People who suffer sudden shock or extreme depression due to sad events such as a death of a loved one, separation or loss can develop a syndrome called as "Broken Heart Syndrome."
Broken heart syndrome is officially termed as Takotsubo Syndrome (TTS) that is characterized by ballooning of the lower part of the left ventricle. Though it is linked to sad events, a new study has found that the syndrome can also be triggered by happy or positive events.
‘Hearts can be broken by happy events as well as sadness resulting in a condition called as Takotsubo Syndrome (TTS).’
The study published in the European Heart Journal
was conducted by a Cardiologist Dr. Jelena Ghadri along with her colleagues. They analyzed about 1750 patients with broken heart syndrome who registered in the TTS website from nine different countries.
Of the patients, researchers found that 485 patients suffered from the syndrome due to stressful events such as death, accident and sudden separation. But 20 patients had developed the syndrome due to positive events such as a birth of a grandchild, wedding, or a surprise celebration.
Dr Jelena Ghadri, from University Hospital Zurich in Switzerland - where the world's first TTS registry is based, said, "We have shown that the triggers for TTS can be more varied than previously thought. A TTS patient is no longer the classic 'broken hearted' patient, and the disease can be preceded by positive emotions too."

Tasks and exercises -
A – Rewrite the paragraph of the broken heart syndrome article that begins "Of the patients, researchers found" as a short list, keeping its main facts.
B – In the broken heart syndrome article, about how many patients did the researchers analyze?
C – Write the next part of the broken heart syndrome article, continuing from its final paragraph.

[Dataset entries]

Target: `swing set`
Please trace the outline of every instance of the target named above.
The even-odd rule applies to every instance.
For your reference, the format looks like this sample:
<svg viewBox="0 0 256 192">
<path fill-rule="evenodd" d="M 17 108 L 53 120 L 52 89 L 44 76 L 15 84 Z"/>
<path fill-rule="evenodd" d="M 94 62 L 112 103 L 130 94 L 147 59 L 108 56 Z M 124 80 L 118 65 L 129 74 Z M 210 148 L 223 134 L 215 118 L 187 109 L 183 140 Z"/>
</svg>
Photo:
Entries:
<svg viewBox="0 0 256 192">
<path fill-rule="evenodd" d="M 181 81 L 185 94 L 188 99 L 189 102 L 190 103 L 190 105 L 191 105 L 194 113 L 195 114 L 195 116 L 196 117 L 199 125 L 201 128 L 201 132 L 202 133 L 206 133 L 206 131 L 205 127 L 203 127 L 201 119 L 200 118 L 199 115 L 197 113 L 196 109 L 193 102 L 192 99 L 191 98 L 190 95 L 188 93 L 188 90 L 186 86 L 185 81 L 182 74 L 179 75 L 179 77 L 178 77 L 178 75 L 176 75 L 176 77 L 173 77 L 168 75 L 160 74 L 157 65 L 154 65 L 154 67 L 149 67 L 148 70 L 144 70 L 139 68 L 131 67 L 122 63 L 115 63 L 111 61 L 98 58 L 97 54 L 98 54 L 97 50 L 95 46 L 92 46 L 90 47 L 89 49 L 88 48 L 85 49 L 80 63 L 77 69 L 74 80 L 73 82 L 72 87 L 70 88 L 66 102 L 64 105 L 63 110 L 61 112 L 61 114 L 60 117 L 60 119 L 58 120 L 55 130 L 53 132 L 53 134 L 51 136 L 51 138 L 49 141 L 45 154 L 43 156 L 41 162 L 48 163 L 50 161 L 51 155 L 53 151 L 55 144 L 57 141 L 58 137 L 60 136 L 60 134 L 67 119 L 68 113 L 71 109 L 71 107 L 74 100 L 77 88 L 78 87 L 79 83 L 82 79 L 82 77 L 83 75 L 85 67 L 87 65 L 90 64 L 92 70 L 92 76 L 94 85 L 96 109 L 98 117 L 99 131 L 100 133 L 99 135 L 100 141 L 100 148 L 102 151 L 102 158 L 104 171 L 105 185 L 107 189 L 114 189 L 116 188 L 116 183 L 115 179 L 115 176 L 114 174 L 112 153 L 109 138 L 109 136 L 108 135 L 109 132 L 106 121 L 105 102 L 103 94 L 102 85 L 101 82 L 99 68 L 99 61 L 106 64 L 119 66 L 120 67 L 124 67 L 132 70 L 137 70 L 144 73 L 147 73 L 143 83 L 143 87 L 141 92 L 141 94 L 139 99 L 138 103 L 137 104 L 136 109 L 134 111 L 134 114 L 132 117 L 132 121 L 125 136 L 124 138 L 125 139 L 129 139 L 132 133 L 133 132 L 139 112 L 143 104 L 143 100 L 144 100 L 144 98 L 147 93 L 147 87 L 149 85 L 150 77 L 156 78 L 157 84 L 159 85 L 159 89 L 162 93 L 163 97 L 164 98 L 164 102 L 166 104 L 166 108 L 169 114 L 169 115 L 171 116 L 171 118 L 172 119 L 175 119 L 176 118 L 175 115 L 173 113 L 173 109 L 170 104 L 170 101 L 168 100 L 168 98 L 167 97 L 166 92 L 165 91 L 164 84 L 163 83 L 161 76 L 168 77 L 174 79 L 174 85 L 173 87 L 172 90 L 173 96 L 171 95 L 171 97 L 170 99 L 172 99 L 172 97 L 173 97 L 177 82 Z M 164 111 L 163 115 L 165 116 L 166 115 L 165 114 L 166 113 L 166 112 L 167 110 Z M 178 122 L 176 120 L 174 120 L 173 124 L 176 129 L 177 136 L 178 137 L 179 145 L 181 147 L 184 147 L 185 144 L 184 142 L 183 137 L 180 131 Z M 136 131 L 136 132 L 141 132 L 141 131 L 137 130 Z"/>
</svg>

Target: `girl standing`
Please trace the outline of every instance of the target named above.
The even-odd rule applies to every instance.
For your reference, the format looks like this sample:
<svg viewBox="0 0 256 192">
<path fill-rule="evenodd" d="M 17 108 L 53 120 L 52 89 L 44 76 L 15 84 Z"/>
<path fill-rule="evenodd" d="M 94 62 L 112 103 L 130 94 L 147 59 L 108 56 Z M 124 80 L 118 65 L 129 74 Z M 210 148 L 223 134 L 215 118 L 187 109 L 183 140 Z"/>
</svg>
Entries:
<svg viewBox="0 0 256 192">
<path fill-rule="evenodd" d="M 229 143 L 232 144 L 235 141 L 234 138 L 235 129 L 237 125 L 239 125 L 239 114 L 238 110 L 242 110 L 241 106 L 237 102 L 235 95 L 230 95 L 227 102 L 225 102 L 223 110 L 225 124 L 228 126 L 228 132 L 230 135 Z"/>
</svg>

Per-task answers -
A –
- 485 patients developed the syndrome after stressful events such as death, accident and sudden separation.
- 20 patients developed it after positive events such as the birth of a grandchild, a wedding or a surprise celebration.

B – About 1750 patients.

C –
The study also found that 95% of patients who suffered from broken heart syndrome were women. The problem is said to affect females predominantly.
"Clinicians should be aware of this and also consider that patients who arrive in the emergency department with signs of heart attacks, such as chest pain and breathlessness, but after a happy event or emotion, could be suffering from TTS just as much as a similar patient presenting after a negative emotional event," she added.
However, the study found that "broken heart syndrome" varied with the "happy heart syndrome". Usually, people with broken heart syndrome experience lower ventricle ballooning, but it was different in the people with the happy heart syndrome. These people experienced a ballooning of the mid ventricle than the lower ventricle type.
"Our findings broaden the clinical spectrum of TTS. They also suggest that happy and sad life events may share similar emotional pathways that can ultimately cause TTS," concluded the researchers.